Consigne ::
Recopie les lignes allant de celle qui contient « One keypoint belongs on each instance. Annotate the spectator » jusqu'à la dernière, incluses, en remplaçant « dark » par « black » sans rien modifier d'autre.

Entrées ::
════════════════════
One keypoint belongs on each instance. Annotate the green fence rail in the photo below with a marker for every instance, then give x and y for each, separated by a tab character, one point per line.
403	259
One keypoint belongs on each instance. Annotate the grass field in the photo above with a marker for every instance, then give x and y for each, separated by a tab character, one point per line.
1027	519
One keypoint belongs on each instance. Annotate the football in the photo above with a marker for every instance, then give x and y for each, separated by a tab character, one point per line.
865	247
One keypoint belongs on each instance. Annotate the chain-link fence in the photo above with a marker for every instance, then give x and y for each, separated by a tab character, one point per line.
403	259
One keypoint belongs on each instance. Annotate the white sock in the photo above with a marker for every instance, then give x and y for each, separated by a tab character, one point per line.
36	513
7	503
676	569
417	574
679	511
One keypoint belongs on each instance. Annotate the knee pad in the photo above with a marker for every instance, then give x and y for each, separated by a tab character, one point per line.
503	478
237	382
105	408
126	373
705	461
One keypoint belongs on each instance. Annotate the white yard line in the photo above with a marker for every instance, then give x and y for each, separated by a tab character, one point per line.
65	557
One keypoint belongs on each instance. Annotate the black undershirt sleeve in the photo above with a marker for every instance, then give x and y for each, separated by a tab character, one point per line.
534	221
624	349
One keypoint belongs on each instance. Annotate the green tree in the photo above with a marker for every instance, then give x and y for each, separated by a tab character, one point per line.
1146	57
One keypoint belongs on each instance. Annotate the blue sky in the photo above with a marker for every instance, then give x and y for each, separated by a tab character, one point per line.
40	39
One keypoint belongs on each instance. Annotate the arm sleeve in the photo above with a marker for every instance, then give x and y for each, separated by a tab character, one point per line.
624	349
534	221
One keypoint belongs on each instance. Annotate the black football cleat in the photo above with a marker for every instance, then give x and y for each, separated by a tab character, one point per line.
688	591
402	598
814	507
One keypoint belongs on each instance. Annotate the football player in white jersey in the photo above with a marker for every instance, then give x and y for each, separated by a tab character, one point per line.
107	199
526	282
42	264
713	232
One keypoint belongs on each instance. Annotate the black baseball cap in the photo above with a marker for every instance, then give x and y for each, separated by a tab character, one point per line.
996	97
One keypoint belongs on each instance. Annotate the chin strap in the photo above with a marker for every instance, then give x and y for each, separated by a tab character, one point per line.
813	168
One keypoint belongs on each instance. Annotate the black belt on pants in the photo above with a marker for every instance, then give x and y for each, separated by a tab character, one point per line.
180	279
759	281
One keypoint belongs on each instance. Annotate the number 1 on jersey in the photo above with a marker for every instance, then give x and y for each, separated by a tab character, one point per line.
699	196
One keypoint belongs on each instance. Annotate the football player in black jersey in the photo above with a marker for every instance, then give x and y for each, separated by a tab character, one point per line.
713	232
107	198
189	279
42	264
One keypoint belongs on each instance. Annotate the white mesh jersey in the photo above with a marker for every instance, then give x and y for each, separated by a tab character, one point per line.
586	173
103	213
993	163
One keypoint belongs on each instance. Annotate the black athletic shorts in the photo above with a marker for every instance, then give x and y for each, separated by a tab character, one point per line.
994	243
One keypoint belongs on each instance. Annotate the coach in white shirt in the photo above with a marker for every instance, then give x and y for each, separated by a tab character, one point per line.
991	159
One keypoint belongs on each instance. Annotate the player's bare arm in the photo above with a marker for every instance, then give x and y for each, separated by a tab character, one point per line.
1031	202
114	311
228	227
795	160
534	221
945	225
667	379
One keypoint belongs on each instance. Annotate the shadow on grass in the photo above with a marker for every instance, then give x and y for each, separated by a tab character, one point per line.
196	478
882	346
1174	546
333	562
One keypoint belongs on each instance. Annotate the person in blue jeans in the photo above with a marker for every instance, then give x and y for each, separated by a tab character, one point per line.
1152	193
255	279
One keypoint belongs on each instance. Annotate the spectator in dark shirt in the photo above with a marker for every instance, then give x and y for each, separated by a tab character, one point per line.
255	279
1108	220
════════════════════
Réponse ::
One keypoint belongs on each instance. Annotate the spectator in black shirt in the photo above with a marker for every instance, then give x and y for each, separated by a tab character, one point per line.
255	279
1108	220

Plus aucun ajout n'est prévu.